Revise the records so that "lane divider line" becomes "road lane marking", with every other character left as it is.

☆ ☆ ☆ ☆

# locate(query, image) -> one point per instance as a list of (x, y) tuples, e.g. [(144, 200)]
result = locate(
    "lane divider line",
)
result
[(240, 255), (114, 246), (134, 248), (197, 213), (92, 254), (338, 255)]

☆ ☆ ☆ ☆

Answer to the task:
# locate(query, image) -> one point per instance as a list of (x, y) tuples, e.g. [(144, 200)]
result = locate(
    "road lane marking",
)
result
[(240, 255), (114, 246), (134, 248), (197, 213), (92, 254), (338, 255)]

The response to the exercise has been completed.